__YOUR GOAL__. List every line of the listing below that contains the string "snow", copying each one in full.
________
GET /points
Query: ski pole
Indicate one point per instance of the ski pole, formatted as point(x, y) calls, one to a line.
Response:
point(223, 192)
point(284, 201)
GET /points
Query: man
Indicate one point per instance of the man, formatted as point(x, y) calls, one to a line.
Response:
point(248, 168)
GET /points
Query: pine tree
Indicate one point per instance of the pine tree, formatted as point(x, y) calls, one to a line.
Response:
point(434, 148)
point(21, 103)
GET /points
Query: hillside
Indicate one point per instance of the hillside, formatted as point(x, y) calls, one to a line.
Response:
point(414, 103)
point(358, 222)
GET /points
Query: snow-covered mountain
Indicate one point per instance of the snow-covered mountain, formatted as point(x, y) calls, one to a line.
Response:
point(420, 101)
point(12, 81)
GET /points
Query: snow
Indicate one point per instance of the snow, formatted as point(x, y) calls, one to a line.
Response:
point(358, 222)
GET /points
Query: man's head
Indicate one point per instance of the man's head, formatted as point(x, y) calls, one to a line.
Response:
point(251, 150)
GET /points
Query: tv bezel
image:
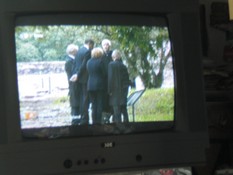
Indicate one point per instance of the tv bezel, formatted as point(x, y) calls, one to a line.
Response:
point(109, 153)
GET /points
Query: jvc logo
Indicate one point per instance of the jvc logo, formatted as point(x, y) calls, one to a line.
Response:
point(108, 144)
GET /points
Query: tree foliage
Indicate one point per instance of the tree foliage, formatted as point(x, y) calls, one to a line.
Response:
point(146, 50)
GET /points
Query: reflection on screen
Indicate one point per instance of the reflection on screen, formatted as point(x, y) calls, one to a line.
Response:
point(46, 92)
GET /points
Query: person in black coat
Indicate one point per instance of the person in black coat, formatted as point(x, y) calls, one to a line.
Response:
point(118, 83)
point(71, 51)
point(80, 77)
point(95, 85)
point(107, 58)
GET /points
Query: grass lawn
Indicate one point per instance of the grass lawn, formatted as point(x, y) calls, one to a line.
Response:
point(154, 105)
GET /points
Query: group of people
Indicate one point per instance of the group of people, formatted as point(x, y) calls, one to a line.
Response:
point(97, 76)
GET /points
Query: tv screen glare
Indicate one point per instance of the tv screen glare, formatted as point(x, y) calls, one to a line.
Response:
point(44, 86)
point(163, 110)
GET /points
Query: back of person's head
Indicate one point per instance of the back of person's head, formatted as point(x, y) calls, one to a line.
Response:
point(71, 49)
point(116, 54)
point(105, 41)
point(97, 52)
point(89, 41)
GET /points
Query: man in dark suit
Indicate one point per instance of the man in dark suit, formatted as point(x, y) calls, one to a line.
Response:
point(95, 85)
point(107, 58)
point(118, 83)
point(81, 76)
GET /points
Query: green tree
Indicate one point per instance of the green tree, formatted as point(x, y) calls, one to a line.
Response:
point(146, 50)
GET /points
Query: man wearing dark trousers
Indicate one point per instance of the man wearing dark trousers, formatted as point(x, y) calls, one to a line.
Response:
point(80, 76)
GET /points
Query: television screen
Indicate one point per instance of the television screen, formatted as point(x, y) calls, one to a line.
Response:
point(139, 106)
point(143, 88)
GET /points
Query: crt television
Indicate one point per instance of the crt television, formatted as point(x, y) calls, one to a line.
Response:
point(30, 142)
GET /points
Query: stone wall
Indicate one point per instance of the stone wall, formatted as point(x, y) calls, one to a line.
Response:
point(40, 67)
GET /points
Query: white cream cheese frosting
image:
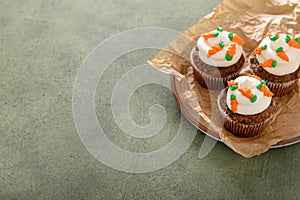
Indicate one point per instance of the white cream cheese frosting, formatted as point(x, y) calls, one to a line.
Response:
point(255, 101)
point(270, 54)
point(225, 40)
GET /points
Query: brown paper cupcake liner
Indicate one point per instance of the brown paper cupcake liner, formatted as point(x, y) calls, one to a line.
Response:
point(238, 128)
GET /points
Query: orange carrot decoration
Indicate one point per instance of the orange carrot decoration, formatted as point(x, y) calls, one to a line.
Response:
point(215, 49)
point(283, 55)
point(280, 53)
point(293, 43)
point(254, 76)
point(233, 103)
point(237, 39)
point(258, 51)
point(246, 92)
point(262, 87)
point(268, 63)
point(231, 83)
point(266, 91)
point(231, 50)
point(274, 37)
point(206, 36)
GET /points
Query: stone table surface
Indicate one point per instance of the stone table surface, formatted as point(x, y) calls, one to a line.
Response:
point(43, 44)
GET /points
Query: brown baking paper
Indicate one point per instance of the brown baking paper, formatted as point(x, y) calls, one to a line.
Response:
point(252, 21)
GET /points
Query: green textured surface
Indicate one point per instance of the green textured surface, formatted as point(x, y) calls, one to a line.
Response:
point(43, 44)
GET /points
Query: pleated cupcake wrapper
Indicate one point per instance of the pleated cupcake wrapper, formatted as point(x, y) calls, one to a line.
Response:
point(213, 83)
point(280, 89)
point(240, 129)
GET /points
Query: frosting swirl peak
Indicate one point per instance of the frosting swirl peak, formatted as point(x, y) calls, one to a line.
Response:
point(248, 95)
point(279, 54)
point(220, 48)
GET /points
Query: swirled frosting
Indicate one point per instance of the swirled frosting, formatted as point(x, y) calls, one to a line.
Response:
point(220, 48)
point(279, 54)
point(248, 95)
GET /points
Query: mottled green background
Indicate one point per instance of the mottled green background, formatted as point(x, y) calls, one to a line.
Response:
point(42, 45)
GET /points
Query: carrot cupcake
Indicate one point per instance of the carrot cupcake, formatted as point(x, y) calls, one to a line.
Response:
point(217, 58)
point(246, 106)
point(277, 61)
________
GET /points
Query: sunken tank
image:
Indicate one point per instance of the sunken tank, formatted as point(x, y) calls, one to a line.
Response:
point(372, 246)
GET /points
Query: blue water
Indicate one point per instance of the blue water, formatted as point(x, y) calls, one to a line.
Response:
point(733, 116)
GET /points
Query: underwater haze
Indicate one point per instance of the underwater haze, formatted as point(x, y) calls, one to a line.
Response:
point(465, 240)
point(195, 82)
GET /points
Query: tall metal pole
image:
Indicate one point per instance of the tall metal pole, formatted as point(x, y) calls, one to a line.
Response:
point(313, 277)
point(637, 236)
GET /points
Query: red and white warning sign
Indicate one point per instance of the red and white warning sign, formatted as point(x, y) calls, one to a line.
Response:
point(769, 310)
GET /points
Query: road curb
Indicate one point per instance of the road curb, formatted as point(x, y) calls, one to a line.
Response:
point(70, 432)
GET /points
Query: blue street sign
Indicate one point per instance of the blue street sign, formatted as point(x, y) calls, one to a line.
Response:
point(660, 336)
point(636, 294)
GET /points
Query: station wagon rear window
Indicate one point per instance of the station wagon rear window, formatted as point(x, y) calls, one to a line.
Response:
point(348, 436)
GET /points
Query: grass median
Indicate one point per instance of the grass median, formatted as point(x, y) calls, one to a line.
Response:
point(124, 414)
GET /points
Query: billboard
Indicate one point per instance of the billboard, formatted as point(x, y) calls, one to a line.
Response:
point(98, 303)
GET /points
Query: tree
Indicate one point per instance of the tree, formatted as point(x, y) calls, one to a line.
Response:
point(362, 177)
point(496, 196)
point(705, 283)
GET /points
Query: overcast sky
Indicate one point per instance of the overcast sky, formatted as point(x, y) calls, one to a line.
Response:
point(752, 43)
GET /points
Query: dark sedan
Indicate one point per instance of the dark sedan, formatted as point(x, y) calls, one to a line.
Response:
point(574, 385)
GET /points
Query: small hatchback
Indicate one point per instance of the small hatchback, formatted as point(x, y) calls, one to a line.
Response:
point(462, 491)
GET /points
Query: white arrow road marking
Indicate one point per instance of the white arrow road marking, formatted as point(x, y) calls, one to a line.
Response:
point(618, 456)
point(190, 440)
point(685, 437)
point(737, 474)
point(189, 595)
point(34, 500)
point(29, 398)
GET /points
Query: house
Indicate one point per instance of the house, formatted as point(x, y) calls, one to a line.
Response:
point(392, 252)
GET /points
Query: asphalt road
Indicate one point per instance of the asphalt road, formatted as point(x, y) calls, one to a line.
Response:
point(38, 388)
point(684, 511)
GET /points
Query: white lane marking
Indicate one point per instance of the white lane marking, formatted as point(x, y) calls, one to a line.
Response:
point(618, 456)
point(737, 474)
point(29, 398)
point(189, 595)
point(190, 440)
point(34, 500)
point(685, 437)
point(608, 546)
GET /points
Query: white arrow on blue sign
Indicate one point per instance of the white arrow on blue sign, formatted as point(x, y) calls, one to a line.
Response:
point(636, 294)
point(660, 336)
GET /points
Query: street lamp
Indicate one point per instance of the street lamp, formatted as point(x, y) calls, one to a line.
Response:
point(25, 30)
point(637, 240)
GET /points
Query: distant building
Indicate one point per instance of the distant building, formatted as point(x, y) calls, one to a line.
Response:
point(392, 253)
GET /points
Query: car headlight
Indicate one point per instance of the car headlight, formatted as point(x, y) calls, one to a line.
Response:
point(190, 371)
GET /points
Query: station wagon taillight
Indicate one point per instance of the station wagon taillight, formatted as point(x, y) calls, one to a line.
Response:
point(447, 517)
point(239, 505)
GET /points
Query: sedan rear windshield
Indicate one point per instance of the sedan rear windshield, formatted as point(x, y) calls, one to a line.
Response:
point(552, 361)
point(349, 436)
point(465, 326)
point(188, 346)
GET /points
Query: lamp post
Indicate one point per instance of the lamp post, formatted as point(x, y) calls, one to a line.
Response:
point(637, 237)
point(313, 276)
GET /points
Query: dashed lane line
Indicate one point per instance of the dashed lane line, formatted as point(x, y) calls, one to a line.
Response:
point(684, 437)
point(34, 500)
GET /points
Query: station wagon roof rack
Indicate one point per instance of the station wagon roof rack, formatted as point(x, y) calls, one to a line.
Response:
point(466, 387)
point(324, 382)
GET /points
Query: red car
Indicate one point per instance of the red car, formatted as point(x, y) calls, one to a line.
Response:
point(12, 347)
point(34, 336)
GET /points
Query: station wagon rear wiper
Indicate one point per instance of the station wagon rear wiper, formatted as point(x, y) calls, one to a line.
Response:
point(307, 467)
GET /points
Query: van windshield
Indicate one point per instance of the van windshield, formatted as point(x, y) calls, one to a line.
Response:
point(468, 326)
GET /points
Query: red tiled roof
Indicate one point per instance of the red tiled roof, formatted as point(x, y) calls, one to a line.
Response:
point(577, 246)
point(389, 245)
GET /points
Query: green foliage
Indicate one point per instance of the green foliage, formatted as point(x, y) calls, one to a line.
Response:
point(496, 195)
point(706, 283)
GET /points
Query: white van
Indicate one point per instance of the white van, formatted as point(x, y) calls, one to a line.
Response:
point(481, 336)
________
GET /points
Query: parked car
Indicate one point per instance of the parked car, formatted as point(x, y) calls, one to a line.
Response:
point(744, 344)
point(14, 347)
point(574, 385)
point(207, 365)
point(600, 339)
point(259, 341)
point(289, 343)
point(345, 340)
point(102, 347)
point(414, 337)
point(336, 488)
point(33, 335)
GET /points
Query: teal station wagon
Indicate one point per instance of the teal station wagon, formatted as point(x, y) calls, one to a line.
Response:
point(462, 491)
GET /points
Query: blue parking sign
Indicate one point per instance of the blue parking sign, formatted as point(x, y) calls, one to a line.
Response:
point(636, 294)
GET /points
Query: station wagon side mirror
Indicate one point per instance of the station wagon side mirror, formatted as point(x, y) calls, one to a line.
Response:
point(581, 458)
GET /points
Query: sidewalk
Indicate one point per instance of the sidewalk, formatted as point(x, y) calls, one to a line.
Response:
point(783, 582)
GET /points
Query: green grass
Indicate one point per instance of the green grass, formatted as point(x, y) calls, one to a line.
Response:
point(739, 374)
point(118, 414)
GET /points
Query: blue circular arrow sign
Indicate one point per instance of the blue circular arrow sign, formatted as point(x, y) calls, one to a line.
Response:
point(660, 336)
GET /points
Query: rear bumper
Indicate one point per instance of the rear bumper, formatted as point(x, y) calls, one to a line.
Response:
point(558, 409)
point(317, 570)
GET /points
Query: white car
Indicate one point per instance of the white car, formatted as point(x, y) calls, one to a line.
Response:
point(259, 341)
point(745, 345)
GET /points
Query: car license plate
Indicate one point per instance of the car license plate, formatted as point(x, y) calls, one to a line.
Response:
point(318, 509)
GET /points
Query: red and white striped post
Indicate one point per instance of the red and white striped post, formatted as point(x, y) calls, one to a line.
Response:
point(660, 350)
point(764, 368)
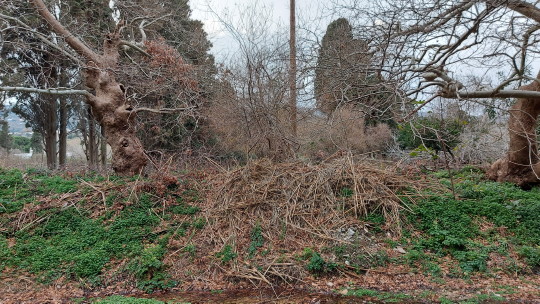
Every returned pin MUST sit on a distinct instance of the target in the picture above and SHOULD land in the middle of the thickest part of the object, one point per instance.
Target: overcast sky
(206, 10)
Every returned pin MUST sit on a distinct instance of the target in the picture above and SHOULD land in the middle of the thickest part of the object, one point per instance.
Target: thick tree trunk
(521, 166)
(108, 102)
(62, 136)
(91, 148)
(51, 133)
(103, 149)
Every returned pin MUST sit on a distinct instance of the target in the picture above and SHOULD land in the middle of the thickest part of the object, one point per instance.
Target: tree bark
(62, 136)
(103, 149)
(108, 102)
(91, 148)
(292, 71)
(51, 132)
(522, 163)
________
__WRITTEN RESPONSE__.
Query: snow-covered mountain
Indicate one point per instance of the snow-covered mountain, formatted as point(x, y) calls, one to a line.
Query: snow
Indicate one point per instance of the snow, formatted as point(x, y) calls, one to a line.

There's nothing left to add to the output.